TEXT EXCERPT:
----

IF instruction fetch cycle
ID instruction decode cycle
OF operand fetch cycle
IE instruction execution cycle
WB writeback result process

Interrupt

With pipelining, as the interrupt is received, there could be a number of instructions still in the pipeline. The usual way to deal with this is to discard all instructions in the pipeline except for the last instruction in the write-back (WB) stage. The interrupt handler routine can then be applied to this remaining instruction and, once serviced, the processor can restart with the next instruction in the sequence.
Parallel computing

SISD, SIMD, MISD, MIMD

SISD: single instruction single data

SISD (single instruction single data) uses a single processor that can handle a single instruction and which also uses one data source at a time. Each task is processed in a sequential order. Since there is a single processor, this architecture does not allow for parallel processing. It is most commonly found in applications such as early personal computers.
SIMD: single instruction multiple data

SIMD (single instruction multiple data) uses many processors. Each processor executes the same instruction but uses different data inputs – they are all doing the same calculations but on different data at the same time.

For example, suppose the brightness of an image made up of 4000 pixels needs to be increased. Since SIMD can work on many data items at the same time, 4000 small processors (one per pixel) can each alter the brightness of each pixel by the same amount at the same time. This means the whole of the image will have its brightness increased consistently.

----

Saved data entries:
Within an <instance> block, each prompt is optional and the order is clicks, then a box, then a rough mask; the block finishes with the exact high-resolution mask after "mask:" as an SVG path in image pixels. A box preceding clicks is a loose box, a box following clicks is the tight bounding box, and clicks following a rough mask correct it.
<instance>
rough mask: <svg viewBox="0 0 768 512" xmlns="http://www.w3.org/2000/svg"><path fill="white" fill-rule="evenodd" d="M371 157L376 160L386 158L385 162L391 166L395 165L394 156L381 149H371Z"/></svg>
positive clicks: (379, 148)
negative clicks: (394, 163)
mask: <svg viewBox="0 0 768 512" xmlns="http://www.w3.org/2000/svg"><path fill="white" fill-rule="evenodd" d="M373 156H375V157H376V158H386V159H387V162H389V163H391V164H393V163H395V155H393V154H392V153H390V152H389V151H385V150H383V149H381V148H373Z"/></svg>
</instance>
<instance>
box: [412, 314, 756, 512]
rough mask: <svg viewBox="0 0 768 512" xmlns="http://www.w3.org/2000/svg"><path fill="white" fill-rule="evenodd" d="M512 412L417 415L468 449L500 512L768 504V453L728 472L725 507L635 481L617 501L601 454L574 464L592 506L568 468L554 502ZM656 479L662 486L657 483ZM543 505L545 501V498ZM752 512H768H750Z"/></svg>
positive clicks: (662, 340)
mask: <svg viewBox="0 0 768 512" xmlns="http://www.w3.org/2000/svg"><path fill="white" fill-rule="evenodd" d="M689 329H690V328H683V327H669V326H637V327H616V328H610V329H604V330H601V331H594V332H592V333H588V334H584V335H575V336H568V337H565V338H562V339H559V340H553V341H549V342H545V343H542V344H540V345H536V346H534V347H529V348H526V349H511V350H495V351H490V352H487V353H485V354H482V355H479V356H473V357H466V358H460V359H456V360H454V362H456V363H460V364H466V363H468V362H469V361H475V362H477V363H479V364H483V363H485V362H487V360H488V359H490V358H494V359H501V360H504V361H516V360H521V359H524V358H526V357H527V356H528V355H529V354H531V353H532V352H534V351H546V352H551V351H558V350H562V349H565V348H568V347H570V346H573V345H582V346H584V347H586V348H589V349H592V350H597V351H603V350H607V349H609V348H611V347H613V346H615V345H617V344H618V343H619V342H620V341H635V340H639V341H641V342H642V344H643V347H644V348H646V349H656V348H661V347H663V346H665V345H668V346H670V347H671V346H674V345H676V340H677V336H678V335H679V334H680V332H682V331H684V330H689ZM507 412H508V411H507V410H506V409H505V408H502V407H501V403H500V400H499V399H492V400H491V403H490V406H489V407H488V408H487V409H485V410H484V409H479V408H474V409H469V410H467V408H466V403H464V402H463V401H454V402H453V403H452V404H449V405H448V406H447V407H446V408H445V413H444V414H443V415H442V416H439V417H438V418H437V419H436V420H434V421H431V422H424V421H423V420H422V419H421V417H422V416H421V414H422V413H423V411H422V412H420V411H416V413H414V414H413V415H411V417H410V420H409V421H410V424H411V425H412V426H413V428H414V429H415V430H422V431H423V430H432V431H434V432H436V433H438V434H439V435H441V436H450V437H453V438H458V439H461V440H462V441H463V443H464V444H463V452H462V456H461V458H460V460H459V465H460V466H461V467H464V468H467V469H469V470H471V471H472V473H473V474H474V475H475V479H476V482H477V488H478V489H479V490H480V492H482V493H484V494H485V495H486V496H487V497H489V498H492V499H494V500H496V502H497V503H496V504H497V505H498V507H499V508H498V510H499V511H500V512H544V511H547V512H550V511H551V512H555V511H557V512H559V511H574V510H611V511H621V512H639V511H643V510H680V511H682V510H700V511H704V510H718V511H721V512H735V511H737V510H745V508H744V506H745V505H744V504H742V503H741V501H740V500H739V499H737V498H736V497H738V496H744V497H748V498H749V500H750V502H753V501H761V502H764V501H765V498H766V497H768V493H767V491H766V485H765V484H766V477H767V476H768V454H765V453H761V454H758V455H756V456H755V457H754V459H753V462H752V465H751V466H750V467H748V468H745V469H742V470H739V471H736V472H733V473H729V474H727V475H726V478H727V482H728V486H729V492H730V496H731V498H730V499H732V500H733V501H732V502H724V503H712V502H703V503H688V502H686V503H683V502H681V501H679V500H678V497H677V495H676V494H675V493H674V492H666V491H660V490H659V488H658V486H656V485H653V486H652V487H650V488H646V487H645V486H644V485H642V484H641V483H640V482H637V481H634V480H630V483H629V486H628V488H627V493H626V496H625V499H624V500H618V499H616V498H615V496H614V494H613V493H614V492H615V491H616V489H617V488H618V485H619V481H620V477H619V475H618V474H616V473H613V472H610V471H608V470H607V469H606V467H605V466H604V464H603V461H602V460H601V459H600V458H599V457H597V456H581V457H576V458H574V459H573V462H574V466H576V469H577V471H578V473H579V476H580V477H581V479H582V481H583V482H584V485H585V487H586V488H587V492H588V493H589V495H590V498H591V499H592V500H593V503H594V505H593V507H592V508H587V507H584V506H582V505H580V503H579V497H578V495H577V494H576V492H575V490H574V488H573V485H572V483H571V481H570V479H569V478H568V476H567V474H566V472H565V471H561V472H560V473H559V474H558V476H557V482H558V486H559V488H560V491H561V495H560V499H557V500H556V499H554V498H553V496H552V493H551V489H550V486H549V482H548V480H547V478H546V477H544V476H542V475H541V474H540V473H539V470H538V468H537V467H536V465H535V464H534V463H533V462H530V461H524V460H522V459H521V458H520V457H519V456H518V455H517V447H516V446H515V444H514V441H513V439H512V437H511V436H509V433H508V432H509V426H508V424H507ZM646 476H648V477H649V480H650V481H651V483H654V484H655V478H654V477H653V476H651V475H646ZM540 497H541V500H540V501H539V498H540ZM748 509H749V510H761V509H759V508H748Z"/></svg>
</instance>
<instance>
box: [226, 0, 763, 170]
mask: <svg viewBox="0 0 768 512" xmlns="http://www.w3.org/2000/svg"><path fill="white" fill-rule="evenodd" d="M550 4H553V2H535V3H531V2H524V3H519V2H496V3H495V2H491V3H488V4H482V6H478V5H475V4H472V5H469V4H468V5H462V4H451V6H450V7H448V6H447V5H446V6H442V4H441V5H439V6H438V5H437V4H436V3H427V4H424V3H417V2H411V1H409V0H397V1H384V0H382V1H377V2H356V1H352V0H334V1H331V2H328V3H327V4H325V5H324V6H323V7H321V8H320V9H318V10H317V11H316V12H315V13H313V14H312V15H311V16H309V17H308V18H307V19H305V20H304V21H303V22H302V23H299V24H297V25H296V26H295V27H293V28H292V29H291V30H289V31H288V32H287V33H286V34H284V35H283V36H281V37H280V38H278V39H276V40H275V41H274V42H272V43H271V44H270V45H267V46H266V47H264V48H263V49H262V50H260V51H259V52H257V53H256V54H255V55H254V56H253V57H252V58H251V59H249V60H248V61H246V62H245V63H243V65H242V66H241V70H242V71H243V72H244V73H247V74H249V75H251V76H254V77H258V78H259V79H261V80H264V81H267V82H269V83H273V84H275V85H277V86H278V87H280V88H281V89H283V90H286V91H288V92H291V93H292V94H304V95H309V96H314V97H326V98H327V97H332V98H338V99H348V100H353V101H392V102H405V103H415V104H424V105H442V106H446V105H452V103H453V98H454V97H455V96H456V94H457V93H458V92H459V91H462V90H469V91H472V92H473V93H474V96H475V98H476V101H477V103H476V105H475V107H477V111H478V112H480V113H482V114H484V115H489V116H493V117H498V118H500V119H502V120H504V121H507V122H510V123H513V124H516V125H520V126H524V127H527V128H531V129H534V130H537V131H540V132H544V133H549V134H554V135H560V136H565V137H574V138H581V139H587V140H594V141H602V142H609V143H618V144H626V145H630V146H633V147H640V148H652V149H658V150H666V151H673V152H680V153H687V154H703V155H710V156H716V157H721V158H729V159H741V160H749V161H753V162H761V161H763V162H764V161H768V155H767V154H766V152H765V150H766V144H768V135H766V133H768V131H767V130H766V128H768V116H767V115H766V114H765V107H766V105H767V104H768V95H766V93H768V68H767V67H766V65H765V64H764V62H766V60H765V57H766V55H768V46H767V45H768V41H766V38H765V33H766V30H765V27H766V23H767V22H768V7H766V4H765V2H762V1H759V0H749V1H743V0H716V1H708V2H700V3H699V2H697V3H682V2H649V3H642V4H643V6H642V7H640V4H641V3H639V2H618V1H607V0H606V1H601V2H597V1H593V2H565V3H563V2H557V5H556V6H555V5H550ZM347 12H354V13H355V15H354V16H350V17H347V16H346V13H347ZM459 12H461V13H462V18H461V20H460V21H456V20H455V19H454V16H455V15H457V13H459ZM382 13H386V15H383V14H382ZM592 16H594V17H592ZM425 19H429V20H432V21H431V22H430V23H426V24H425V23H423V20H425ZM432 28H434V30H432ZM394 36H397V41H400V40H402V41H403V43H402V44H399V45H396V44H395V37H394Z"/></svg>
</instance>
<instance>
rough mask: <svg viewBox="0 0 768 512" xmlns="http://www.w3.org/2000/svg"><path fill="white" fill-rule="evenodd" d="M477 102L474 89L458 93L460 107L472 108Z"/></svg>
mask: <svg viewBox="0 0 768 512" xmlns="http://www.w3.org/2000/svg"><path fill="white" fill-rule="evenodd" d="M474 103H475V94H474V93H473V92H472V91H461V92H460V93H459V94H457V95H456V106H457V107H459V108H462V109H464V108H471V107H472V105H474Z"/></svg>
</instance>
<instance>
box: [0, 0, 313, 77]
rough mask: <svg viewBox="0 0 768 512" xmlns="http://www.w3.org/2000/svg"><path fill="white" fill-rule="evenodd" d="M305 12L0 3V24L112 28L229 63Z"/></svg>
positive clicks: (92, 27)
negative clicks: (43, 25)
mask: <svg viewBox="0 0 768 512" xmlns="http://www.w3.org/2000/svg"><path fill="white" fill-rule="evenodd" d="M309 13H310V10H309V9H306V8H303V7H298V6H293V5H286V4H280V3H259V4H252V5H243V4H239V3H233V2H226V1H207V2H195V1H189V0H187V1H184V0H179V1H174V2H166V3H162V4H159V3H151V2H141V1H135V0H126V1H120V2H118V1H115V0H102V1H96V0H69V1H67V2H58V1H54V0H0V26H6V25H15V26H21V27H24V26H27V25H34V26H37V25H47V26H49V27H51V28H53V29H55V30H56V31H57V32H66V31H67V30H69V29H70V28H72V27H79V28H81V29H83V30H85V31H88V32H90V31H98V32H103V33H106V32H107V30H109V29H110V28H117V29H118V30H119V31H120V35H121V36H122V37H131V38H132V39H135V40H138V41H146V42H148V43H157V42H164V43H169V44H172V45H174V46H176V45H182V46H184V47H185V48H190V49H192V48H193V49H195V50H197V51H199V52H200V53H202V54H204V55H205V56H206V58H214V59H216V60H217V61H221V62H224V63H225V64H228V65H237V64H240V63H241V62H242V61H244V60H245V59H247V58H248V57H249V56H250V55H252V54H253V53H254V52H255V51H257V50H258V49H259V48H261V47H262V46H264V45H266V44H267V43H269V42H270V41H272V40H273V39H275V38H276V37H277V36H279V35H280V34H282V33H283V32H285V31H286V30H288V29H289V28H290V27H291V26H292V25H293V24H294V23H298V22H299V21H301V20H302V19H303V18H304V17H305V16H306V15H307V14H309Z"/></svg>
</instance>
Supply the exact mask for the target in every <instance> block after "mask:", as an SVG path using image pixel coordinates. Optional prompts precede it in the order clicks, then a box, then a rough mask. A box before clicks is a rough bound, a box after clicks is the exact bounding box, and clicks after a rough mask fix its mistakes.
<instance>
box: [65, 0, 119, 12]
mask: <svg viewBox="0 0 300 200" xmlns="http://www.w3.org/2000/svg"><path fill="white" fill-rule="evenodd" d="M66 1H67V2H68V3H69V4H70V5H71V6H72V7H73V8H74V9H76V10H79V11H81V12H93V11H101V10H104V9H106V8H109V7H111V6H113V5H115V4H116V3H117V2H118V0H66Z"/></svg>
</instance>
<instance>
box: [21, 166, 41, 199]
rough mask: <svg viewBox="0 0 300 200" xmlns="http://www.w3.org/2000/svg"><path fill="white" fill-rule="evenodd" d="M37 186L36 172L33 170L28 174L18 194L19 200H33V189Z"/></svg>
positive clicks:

----

EXERCISE TASKS:
1 – From the pipelining and parallel computing text above, extract the passage from "SIMD: single instruction" up to and including "brightness increased consistently.".
2 – Using the pipelining and parallel computing text above, state whether each statement agrees with it, answering yes or no and quoting the deciding words: (a) When an interrupt arrives, the usual approach keeps only the last instruction in the write-back stage. (b) The SISD architecture allows for parallel processing. (c) In the image brightness example, the 4000 processors change their pixels by different amounts.

RESULTS OF THE EXERCISE:
1 –
SIMD: single instruction multiple data

SIMD (single instruction multiple data) uses many processors. Each processor executes the same instruction but uses different data inputs – they are all doing the same calculations but on different data at the same time.

For example, suppose the brightness of an image made up of 4000 pixels needs to be increased. Since SIMD can work on many data items at the same time, 4000 small processors (one per pixel) can each alter the brightness of each pixel by the same amount at the same time. This means the whole of the image will have its brightness increased consistently.

2 –
(a) Yes: "discard all instructions in the pipeline except for the last instruction in the write-back (WB) stage"
(b) No: "this architecture does not allow for parallel processing"
(c) No: "can each alter the brightness of each pixel by the same amount at the same time"